Record set
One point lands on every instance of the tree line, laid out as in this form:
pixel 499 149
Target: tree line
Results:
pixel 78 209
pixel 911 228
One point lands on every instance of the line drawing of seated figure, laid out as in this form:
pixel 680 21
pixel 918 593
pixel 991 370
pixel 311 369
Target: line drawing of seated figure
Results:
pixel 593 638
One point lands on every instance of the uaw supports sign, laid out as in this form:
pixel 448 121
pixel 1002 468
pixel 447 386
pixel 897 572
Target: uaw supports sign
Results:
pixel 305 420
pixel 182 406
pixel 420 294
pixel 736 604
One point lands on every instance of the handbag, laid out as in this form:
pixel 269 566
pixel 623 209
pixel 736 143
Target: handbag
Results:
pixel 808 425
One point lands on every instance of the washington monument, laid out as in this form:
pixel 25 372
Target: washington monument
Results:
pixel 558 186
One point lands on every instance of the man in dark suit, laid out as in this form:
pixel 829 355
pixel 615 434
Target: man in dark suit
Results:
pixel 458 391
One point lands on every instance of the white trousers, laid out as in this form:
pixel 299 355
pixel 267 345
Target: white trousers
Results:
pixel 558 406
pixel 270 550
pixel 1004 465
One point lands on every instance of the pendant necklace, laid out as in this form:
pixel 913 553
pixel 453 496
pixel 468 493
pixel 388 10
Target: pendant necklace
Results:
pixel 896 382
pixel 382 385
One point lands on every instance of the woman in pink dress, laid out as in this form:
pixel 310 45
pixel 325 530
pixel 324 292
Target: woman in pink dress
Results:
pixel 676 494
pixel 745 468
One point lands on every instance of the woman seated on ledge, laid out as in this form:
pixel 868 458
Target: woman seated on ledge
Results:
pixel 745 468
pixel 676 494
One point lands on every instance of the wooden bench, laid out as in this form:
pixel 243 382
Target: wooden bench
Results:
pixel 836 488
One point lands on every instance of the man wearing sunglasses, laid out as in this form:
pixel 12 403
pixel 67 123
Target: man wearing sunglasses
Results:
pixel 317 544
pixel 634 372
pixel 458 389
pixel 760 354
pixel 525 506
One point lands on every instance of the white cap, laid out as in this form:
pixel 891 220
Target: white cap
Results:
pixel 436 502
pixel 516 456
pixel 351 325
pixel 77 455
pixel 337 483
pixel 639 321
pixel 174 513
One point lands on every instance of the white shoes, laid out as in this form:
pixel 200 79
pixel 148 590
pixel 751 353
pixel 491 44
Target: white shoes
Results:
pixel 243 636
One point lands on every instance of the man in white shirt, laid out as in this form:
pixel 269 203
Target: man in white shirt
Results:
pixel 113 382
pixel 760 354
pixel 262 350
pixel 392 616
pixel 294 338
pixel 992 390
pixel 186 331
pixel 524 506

Exercise objective
Lay out the lines above as a Markdown table, skipping any blank lines, with a column named "No." for the row number and a column named "Text" for each line.

Correct answer
| No. | Text |
|---|---|
| 1 | One point lands on every instance of the tree line, laid out as in this form: |
| 2 | pixel 499 149 |
| 3 | Target: tree line |
| 4 | Results: |
| 5 | pixel 78 209 |
| 6 | pixel 911 228 |
| 7 | One point lands on every instance of the line drawing of seated figure, laid out as in this form: |
| 8 | pixel 680 21 |
| 9 | pixel 918 593 |
| 10 | pixel 991 370 |
| 11 | pixel 311 369 |
| 12 | Target: line drawing of seated figure |
| 13 | Results: |
| 14 | pixel 593 638 |
| 15 | One point lands on every instance of the uaw supports sign, laid out as in this form: |
| 16 | pixel 448 121 |
| 17 | pixel 1002 468 |
| 18 | pixel 447 386 |
| 19 | pixel 897 572 |
| 20 | Target: uaw supports sign |
| 21 | Results: |
| 22 | pixel 305 420 |
| 23 | pixel 182 406 |
| 24 | pixel 420 294 |
| 25 | pixel 736 604 |
| 26 | One point lands on every instance of the handbag, laid out as in this form: |
| 27 | pixel 269 566 |
| 28 | pixel 623 209 |
| 29 | pixel 736 143 |
| 30 | Target: handbag |
| 31 | Results: |
| 32 | pixel 808 425 |
| 33 | One point lands on every instance of the washington monument, laid out as in this form: |
| 34 | pixel 25 372 |
| 35 | Target: washington monument |
| 36 | Results: |
| 37 | pixel 558 186 |
| 38 | One point lands on every instance of the man in dark suit, laid out as in this form: |
| 39 | pixel 829 355 |
| 40 | pixel 615 434 |
| 41 | Target: man in dark suit |
| 42 | Results: |
| 43 | pixel 458 391 |
| 44 | One point lands on every instance of the white trousers, laid out as in this form: |
| 45 | pixel 299 355 |
| 46 | pixel 267 345 |
| 47 | Target: white trousers |
| 48 | Results: |
| 49 | pixel 558 406 |
| 50 | pixel 270 550 |
| 51 | pixel 1004 465 |
| 52 | One point lands on every instance of the pendant necklace, laid out as in this form: |
| 53 | pixel 913 553 |
| 54 | pixel 453 496 |
| 55 | pixel 468 493 |
| 56 | pixel 388 10 |
| 57 | Target: pendant necklace |
| 58 | Results: |
| 59 | pixel 896 382 |
| 60 | pixel 382 385 |
| 61 | One point lands on every instance of the woman in pink dress, laid out as in this form: |
| 62 | pixel 310 45 |
| 63 | pixel 325 530 |
| 64 | pixel 324 292 |
| 65 | Target: woman in pink dress |
| 66 | Results: |
| 67 | pixel 676 494 |
| 68 | pixel 745 468 |
| 69 | One point lands on every instance of the woman seated on ledge, laid out as in this form: |
| 70 | pixel 868 458 |
| 71 | Target: woman seated on ledge |
| 72 | Results: |
| 73 | pixel 745 468 |
| 74 | pixel 676 494 |
| 75 | One point lands on every instance of the wooden bench, laid out as in this form: |
| 76 | pixel 243 382 |
| 77 | Target: wooden bench |
| 78 | Results: |
| 79 | pixel 836 488 |
| 80 | One point lands on every instance of the man wearing sunglasses, laid out as in this form: |
| 81 | pixel 12 403 |
| 82 | pixel 67 123 |
| 83 | Target: man wearing sunglasses |
| 84 | Results: |
| 85 | pixel 317 544 |
| 86 | pixel 634 372 |
| 87 | pixel 458 389 |
| 88 | pixel 760 354 |
| 89 | pixel 525 506 |
| 90 | One point lands on every instance of the white cap, laid out as in this form: |
| 91 | pixel 891 220 |
| 92 | Target: white cap |
| 93 | Results: |
| 94 | pixel 436 502 |
| 95 | pixel 516 456 |
| 96 | pixel 351 325 |
| 97 | pixel 77 455 |
| 98 | pixel 337 483 |
| 99 | pixel 639 321 |
| 100 | pixel 174 513 |
| 101 | One point lands on every instance of the white shoes, laid out as in this form: |
| 102 | pixel 200 79 |
| 103 | pixel 148 590 |
| 104 | pixel 751 353 |
| 105 | pixel 491 44 |
| 106 | Target: white shoes |
| 107 | Results: |
| 108 | pixel 243 636 |
| 109 | One point lands on every instance of the man in white shirt, laid out as in this form: |
| 110 | pixel 269 203 |
| 111 | Target: man in white shirt |
| 112 | Results: |
| 113 | pixel 113 382 |
| 114 | pixel 760 354 |
| 115 | pixel 262 350 |
| 116 | pixel 392 616 |
| 117 | pixel 294 338 |
| 118 | pixel 992 390 |
| 119 | pixel 186 331 |
| 120 | pixel 524 506 |